[EXTRACTED INFORMATION]:
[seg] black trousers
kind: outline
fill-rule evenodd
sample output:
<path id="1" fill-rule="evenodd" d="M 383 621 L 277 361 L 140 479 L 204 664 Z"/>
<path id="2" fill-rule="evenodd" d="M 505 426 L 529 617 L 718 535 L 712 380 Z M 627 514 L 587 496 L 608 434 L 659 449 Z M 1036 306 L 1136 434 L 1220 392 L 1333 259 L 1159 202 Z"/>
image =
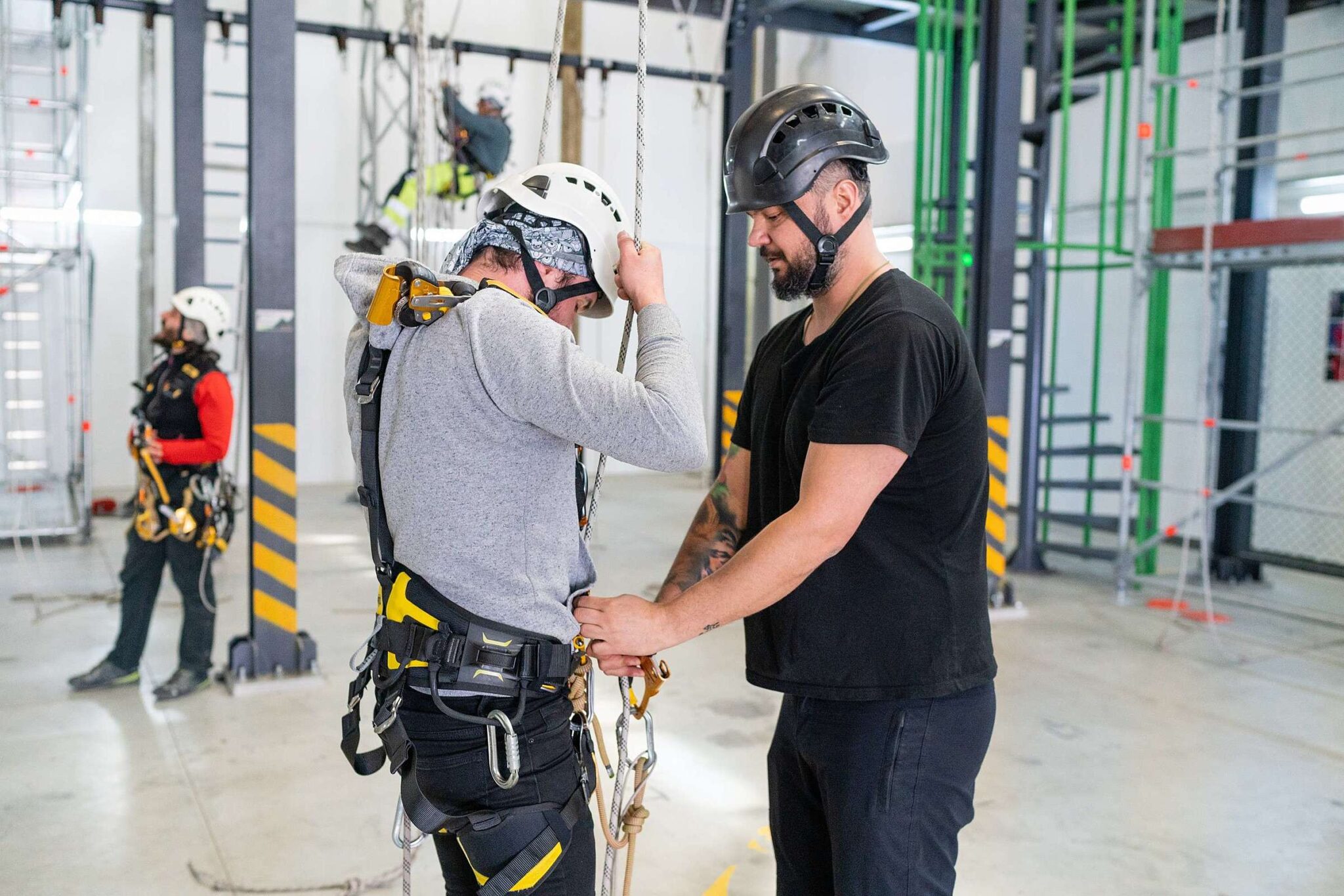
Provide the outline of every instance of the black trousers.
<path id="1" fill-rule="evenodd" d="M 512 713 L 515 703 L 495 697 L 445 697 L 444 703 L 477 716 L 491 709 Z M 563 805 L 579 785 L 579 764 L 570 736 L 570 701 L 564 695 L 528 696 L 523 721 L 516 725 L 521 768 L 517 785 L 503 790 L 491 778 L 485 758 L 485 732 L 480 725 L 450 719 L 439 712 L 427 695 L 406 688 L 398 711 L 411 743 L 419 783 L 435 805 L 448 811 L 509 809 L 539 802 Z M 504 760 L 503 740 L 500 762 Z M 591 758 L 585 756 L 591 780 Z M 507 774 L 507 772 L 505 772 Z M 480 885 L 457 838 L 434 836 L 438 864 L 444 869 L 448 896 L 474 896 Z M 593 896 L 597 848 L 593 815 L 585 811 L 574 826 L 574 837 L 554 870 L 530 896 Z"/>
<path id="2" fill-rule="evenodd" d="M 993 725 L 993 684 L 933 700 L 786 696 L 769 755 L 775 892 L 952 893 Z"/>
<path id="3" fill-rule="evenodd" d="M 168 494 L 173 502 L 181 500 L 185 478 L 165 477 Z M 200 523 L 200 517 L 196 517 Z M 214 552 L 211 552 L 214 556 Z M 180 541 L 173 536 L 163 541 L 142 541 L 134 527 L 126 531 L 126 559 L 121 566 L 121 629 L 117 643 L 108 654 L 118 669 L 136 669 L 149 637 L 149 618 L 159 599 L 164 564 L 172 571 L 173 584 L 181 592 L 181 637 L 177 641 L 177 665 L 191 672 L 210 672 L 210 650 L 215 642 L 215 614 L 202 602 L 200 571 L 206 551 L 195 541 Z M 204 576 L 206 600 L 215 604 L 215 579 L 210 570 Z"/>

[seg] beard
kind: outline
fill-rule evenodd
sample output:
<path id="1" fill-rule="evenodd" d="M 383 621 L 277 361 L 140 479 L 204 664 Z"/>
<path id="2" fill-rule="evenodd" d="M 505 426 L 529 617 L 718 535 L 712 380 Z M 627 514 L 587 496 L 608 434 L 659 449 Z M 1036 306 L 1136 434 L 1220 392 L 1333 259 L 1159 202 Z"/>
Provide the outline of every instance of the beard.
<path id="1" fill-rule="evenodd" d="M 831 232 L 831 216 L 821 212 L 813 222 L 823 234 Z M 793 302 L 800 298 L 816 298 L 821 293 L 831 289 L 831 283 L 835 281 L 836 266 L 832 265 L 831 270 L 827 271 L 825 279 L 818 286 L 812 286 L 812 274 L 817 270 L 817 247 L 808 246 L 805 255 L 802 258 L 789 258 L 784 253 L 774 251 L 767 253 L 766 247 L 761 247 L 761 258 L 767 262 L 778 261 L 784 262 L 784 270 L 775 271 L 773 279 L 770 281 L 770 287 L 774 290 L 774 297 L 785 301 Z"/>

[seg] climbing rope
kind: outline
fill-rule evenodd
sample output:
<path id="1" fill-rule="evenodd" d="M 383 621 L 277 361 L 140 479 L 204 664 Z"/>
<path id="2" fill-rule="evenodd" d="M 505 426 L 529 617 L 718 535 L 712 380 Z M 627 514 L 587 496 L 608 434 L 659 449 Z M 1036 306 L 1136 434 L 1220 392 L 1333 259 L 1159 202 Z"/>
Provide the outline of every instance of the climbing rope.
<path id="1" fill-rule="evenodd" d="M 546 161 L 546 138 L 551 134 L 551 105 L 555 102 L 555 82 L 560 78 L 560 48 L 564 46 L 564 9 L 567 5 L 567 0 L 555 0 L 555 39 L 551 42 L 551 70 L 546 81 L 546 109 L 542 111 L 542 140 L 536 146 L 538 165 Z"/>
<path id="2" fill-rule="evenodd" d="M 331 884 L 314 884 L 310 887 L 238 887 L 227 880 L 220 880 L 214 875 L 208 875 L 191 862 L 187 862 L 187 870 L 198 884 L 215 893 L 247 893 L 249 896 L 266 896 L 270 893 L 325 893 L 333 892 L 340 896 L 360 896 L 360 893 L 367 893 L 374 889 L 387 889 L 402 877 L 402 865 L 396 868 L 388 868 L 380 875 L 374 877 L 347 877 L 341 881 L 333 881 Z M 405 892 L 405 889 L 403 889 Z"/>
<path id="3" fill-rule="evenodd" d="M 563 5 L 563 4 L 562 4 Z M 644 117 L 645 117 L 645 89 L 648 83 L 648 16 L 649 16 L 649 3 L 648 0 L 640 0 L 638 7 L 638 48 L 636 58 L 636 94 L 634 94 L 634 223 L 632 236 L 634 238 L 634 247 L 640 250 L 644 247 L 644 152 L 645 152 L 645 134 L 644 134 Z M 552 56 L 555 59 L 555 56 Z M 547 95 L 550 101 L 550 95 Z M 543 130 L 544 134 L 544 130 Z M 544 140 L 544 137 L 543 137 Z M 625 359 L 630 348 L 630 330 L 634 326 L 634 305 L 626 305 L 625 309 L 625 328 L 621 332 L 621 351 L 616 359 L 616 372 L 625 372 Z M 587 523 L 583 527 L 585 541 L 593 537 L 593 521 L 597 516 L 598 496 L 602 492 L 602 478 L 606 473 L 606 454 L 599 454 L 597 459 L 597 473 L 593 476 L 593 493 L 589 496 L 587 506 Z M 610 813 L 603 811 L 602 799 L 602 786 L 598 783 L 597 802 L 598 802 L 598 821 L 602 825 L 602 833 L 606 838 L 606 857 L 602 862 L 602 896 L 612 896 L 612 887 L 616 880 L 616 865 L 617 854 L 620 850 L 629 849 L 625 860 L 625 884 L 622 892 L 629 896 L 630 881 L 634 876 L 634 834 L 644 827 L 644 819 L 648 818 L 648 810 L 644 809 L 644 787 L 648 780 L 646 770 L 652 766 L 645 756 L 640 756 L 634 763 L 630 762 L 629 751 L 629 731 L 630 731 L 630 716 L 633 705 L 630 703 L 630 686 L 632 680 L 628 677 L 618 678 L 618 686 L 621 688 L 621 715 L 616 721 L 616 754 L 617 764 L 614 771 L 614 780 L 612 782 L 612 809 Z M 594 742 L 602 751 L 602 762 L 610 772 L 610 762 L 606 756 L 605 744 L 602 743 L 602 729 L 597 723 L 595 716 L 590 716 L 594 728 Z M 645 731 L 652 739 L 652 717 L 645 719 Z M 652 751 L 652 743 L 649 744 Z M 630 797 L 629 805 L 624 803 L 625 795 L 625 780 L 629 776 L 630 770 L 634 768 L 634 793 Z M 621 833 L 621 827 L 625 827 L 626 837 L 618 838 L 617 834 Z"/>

[PROMPT]: Rewrite every entry above with "Provide" changed to "Trace" and nothing else altered. Leave the pictures out of your version.

[RESULT OF THIS TASK]:
[seg] black trousers
kind: outline
fill-rule evenodd
sample output:
<path id="1" fill-rule="evenodd" d="M 383 621 L 277 361 L 140 479 L 204 664 Z"/>
<path id="2" fill-rule="evenodd" d="M 505 426 L 529 617 L 718 535 L 712 380 Z M 627 514 L 587 496 L 608 434 L 659 449 Z M 1036 306 L 1136 434 L 1220 392 L 1333 259 L 1159 202 Z"/>
image =
Trace the outline of every instance of the black trousers.
<path id="1" fill-rule="evenodd" d="M 512 713 L 515 703 L 495 697 L 445 697 L 444 703 L 477 716 L 491 709 Z M 563 805 L 579 785 L 579 764 L 570 736 L 570 701 L 564 695 L 528 696 L 523 721 L 516 725 L 521 768 L 517 785 L 503 790 L 491 778 L 485 758 L 485 732 L 480 725 L 450 719 L 439 712 L 427 695 L 406 688 L 398 711 L 411 743 L 419 783 L 435 805 L 448 811 L 509 809 L 539 802 Z M 504 760 L 503 740 L 500 762 Z M 591 758 L 585 756 L 591 780 Z M 507 774 L 507 772 L 505 772 Z M 480 885 L 457 838 L 434 836 L 438 864 L 444 869 L 448 896 L 474 896 Z M 593 896 L 597 848 L 593 815 L 585 811 L 574 826 L 574 837 L 554 870 L 530 896 Z"/>
<path id="2" fill-rule="evenodd" d="M 993 725 L 993 684 L 933 700 L 786 696 L 769 755 L 775 892 L 952 893 Z"/>
<path id="3" fill-rule="evenodd" d="M 168 494 L 173 502 L 181 500 L 185 478 L 165 477 Z M 200 523 L 200 517 L 196 517 Z M 214 552 L 211 552 L 214 556 Z M 180 541 L 173 536 L 163 541 L 142 541 L 134 527 L 126 531 L 126 559 L 121 566 L 121 629 L 117 643 L 108 654 L 118 669 L 136 669 L 149 637 L 149 618 L 159 599 L 164 564 L 172 571 L 173 584 L 181 592 L 181 637 L 177 641 L 177 665 L 191 672 L 210 672 L 210 650 L 215 642 L 215 614 L 202 602 L 200 571 L 206 551 L 195 541 Z M 204 576 L 206 600 L 215 604 L 215 579 L 210 570 Z"/>

[seg] beard
kind: outline
fill-rule evenodd
sample output:
<path id="1" fill-rule="evenodd" d="M 383 621 L 277 361 L 140 479 L 204 664 Z"/>
<path id="2" fill-rule="evenodd" d="M 505 426 L 529 617 L 718 535 L 712 380 Z M 627 514 L 587 496 L 608 434 L 659 449 Z M 1036 306 L 1136 434 L 1220 392 L 1333 259 L 1159 202 Z"/>
Trace the outline of every instance of the beard.
<path id="1" fill-rule="evenodd" d="M 831 232 L 831 216 L 821 212 L 813 222 L 823 234 Z M 793 302 L 800 298 L 816 298 L 821 293 L 831 289 L 831 283 L 835 281 L 836 266 L 832 265 L 831 270 L 827 271 L 825 279 L 818 286 L 812 286 L 812 274 L 817 270 L 817 247 L 808 246 L 805 255 L 802 258 L 789 258 L 784 253 L 774 251 L 767 253 L 766 247 L 761 247 L 761 258 L 767 262 L 778 261 L 784 262 L 784 270 L 775 271 L 773 279 L 770 281 L 770 287 L 774 290 L 774 297 L 785 301 Z"/>

[seg] climbing rope
kind: outline
fill-rule evenodd
sample output:
<path id="1" fill-rule="evenodd" d="M 383 621 L 277 361 L 140 479 L 204 664 Z"/>
<path id="2" fill-rule="evenodd" d="M 505 426 L 529 617 L 718 535 L 712 380 Z M 627 514 L 587 496 L 608 434 L 659 449 Z M 1036 306 L 1136 434 L 1220 392 L 1333 259 L 1159 202 Z"/>
Trace the outline of every instance of the climbing rope.
<path id="1" fill-rule="evenodd" d="M 546 161 L 546 138 L 551 134 L 551 105 L 555 102 L 555 82 L 560 78 L 560 48 L 564 46 L 564 9 L 567 5 L 567 0 L 555 0 L 555 39 L 551 42 L 551 70 L 546 81 L 546 109 L 542 111 L 542 140 L 536 146 L 538 165 Z"/>
<path id="2" fill-rule="evenodd" d="M 331 884 L 314 884 L 310 887 L 238 887 L 227 880 L 220 880 L 214 875 L 208 875 L 191 862 L 187 862 L 187 870 L 198 884 L 215 893 L 247 893 L 249 896 L 266 896 L 270 893 L 325 893 L 333 892 L 340 896 L 360 896 L 360 893 L 367 893 L 374 889 L 387 889 L 402 877 L 402 865 L 396 868 L 388 868 L 380 875 L 374 877 L 347 877 L 341 881 L 333 881 Z M 405 892 L 405 889 L 403 889 Z"/>
<path id="3" fill-rule="evenodd" d="M 563 5 L 563 4 L 562 4 Z M 644 117 L 645 117 L 645 89 L 648 83 L 648 16 L 649 16 L 649 3 L 648 0 L 640 0 L 638 7 L 638 48 L 636 58 L 636 94 L 634 94 L 634 223 L 632 236 L 634 238 L 634 247 L 640 250 L 644 247 L 644 152 L 645 152 L 645 134 L 644 134 Z M 552 56 L 555 59 L 555 56 Z M 547 95 L 550 101 L 550 95 Z M 543 130 L 544 134 L 544 130 Z M 544 140 L 544 137 L 543 137 Z M 625 359 L 630 348 L 630 330 L 634 326 L 634 305 L 626 305 L 625 309 L 625 328 L 621 332 L 621 351 L 616 359 L 616 372 L 625 372 Z M 587 523 L 583 527 L 585 541 L 593 537 L 593 521 L 597 516 L 598 496 L 602 492 L 602 478 L 606 473 L 606 454 L 599 454 L 597 459 L 597 473 L 593 476 L 593 493 L 589 496 L 587 506 Z M 610 813 L 603 811 L 602 799 L 602 786 L 598 783 L 597 802 L 598 802 L 598 821 L 602 825 L 602 833 L 606 838 L 606 857 L 602 862 L 602 896 L 612 896 L 612 887 L 616 880 L 616 865 L 617 854 L 620 850 L 629 849 L 625 860 L 625 884 L 622 892 L 629 896 L 630 881 L 634 876 L 634 834 L 644 827 L 644 819 L 648 818 L 648 810 L 644 809 L 644 787 L 648 780 L 646 770 L 652 766 L 645 756 L 640 756 L 634 763 L 630 762 L 629 751 L 629 731 L 630 731 L 630 716 L 633 705 L 630 703 L 630 686 L 632 680 L 628 677 L 618 678 L 618 686 L 621 688 L 621 715 L 616 721 L 616 754 L 617 764 L 614 771 L 614 780 L 612 782 L 612 809 Z M 594 742 L 602 751 L 602 762 L 610 772 L 610 762 L 606 756 L 605 744 L 602 743 L 602 729 L 597 723 L 595 716 L 590 716 L 594 728 Z M 645 731 L 652 739 L 652 717 L 645 719 Z M 652 751 L 652 743 L 649 744 Z M 630 797 L 629 805 L 624 803 L 625 795 L 625 780 L 629 776 L 630 770 L 634 768 L 634 793 Z M 621 833 L 621 827 L 625 827 L 626 837 L 618 838 L 617 834 Z"/>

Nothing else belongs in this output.